--- RECORDS SUPPLIED Enclosed Below ---

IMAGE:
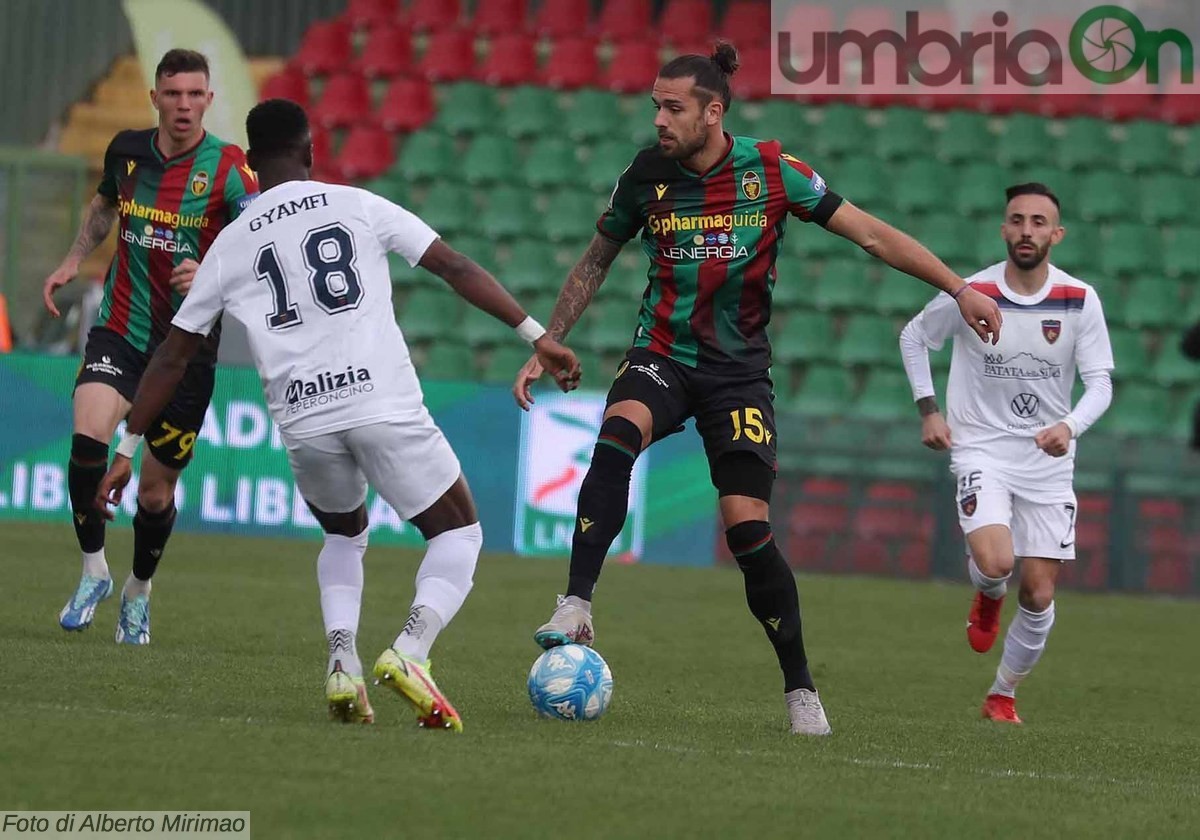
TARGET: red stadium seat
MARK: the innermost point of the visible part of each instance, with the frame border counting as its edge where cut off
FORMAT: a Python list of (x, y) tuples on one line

--- End of Enclosed RECORDS SUPPLIED ---
--- RECORDS SUPPLIED Enclosed Below ---

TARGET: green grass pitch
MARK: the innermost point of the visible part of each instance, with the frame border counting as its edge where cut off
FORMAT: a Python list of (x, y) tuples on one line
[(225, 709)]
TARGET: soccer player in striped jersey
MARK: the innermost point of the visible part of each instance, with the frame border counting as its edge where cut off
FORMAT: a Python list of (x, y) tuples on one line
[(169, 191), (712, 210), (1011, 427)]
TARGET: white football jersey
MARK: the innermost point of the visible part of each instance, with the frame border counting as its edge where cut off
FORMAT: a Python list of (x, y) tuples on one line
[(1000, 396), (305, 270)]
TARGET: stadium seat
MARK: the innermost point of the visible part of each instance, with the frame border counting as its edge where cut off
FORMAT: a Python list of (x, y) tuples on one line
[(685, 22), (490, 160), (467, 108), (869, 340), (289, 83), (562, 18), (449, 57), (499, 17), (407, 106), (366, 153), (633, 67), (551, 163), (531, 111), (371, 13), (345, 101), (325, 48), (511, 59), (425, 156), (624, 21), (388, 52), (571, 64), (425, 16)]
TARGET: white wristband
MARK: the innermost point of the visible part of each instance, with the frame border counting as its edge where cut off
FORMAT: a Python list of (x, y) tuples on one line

--- End of Enclosed RECORDS SUPPLIED ---
--- RECORDS SUPPLIED Enclosed Below ---

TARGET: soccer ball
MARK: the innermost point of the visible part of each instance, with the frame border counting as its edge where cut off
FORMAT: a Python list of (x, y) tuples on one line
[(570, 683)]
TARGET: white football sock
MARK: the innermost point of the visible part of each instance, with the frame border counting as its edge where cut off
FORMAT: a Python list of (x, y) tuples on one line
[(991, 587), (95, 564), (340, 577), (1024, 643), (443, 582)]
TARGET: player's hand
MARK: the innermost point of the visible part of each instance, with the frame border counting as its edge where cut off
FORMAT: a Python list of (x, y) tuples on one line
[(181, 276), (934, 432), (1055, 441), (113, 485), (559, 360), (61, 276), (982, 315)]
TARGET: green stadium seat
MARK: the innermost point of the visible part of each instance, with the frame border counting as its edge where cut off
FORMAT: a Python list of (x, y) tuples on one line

--- End of Enclosed RECORDS SUPPLIED ---

■ WHAT IS NEEDED ■
Across the listing above, report every line where "jersey" occurs.

■ EXERCISE RESPONSE ■
TARGET: soccer player in striped jersey
TARGET: white football jersey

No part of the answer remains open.